------ MATERIAL SUPPLIED

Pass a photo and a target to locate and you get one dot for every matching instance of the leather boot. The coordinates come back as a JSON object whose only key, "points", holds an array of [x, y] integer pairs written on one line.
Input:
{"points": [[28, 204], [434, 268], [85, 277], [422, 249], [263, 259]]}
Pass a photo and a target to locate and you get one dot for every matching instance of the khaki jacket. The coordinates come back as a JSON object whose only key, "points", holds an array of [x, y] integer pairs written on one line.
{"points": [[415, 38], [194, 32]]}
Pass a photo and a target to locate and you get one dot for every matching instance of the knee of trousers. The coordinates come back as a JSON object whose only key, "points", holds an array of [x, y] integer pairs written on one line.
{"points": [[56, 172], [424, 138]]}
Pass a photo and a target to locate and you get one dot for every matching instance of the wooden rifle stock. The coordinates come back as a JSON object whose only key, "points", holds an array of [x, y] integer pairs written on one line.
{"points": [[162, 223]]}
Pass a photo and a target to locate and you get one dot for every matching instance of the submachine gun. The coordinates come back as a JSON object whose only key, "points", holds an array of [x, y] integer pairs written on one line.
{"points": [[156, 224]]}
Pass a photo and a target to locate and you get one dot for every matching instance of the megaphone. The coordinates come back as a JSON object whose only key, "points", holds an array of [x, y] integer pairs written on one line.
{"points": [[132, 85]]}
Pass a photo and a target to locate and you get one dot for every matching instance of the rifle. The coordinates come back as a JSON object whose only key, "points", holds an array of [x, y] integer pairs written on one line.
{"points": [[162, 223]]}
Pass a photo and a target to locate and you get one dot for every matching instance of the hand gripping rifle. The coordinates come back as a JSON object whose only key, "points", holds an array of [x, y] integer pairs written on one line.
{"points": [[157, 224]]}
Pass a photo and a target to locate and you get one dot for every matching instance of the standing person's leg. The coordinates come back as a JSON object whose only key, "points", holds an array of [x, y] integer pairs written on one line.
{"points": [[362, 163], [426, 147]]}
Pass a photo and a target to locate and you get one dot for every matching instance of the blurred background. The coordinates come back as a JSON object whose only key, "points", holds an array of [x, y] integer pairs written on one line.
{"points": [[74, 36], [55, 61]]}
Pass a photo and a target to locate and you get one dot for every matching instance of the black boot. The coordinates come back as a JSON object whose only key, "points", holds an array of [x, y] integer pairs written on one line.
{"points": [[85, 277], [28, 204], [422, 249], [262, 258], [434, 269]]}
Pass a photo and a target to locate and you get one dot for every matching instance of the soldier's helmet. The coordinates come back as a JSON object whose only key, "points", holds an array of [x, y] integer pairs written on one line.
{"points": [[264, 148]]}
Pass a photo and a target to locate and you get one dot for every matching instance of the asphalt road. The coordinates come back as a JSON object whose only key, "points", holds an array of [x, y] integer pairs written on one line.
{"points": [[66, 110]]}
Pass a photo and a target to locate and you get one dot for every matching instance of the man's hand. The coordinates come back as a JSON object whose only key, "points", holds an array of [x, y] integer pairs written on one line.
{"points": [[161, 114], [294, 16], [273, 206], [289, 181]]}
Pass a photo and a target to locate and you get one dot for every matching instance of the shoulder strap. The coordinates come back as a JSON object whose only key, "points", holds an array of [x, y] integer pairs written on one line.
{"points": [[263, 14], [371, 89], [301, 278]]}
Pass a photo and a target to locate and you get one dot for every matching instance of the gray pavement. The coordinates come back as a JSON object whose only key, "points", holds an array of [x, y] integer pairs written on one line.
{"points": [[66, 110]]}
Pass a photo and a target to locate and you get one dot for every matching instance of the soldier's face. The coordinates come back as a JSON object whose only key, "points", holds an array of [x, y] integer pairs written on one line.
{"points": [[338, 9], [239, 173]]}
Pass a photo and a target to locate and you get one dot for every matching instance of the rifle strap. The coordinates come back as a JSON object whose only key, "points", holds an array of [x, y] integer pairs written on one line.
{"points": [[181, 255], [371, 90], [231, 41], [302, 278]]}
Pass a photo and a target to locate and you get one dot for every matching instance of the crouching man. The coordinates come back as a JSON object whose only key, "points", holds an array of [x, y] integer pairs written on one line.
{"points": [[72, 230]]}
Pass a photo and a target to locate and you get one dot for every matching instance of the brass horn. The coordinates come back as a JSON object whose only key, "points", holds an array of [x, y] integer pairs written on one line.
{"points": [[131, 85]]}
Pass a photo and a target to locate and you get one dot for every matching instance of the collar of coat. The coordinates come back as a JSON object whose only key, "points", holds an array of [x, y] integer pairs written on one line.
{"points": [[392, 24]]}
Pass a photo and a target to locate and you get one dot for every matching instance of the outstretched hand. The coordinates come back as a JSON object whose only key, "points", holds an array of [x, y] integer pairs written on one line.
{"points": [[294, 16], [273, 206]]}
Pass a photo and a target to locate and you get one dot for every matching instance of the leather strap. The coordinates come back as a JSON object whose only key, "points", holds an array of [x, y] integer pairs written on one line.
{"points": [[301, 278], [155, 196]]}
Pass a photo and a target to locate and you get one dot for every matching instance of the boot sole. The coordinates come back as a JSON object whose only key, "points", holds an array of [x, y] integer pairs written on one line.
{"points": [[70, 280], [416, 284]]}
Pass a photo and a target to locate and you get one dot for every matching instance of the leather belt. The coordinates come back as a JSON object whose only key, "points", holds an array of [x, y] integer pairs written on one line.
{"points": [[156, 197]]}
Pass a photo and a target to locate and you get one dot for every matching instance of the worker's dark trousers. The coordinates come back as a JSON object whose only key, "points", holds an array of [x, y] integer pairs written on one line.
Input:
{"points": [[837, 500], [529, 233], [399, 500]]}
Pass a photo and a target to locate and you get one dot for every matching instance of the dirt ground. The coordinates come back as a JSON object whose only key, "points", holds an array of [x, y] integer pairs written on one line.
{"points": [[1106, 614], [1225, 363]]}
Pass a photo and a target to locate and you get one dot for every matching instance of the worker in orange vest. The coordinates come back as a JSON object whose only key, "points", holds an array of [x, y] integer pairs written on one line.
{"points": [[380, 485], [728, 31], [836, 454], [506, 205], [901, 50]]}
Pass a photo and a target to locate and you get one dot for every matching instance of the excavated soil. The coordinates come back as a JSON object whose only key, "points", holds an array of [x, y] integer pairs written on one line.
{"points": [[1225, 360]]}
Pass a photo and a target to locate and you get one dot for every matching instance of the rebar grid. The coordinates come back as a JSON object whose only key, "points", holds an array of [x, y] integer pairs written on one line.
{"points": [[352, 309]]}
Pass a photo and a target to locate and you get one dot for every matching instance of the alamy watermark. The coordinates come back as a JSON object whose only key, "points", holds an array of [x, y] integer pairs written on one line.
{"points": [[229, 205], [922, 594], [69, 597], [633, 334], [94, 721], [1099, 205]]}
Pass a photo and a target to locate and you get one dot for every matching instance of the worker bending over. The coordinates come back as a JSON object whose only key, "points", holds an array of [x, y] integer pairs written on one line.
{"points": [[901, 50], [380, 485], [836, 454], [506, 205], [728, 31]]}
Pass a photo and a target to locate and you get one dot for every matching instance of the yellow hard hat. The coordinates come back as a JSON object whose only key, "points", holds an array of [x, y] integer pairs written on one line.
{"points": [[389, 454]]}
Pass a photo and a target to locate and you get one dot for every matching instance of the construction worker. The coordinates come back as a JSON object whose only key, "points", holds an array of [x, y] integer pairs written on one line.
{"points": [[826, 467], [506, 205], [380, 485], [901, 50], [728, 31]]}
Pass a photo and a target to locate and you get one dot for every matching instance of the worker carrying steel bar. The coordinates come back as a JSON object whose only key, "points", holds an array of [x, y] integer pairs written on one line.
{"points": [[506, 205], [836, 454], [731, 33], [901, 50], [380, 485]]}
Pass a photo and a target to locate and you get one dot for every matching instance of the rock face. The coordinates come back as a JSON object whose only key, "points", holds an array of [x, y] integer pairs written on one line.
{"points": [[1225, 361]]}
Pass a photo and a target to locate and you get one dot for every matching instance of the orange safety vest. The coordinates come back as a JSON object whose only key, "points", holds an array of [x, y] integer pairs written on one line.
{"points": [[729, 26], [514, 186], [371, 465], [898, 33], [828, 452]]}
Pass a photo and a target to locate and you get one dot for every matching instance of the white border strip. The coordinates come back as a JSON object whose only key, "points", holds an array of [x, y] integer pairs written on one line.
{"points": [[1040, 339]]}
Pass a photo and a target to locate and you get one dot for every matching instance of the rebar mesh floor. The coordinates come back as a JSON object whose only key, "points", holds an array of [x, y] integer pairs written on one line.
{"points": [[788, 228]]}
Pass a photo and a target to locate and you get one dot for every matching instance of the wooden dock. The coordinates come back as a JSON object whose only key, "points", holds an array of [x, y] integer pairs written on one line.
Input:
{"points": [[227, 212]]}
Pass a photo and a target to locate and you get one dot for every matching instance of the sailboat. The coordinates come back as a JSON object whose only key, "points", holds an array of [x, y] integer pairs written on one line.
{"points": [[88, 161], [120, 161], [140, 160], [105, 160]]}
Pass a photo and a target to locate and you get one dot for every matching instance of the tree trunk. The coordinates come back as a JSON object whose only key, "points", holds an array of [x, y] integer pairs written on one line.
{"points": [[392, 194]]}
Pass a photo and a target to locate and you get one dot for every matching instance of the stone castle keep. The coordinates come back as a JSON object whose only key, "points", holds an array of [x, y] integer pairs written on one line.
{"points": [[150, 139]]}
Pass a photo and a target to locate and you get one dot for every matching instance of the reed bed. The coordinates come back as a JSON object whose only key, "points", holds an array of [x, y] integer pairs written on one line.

------------

### PROBLEM DESCRIPTION:
Your answer must be an exact transcription of the lines from the one containing "of the tree" through the last line of the records above, and nothing else.

### OUTPUT FOR THIS EXERCISE:
Pass a photo and a target to locate and you get one dot for every matching instance of the tree trunk. The coordinates come back as a JSON object whose only key, "points", holds an array of [x, y] integer pairs written on one line.
{"points": [[392, 194]]}
Pass a photo and a target to locate and you get one dot for every matching instance of the stone castle keep. The coordinates come back as a JSON object whose only key, "points", holds an array of [x, y] integer pairs written on one line.
{"points": [[150, 139]]}
Pass a photo and a target to locate and you get one dot for every matching instance of the reed bed. The coordinates come back as a JSON object whose only key, "points", holds an array of [x, y] integer pairs written on one line.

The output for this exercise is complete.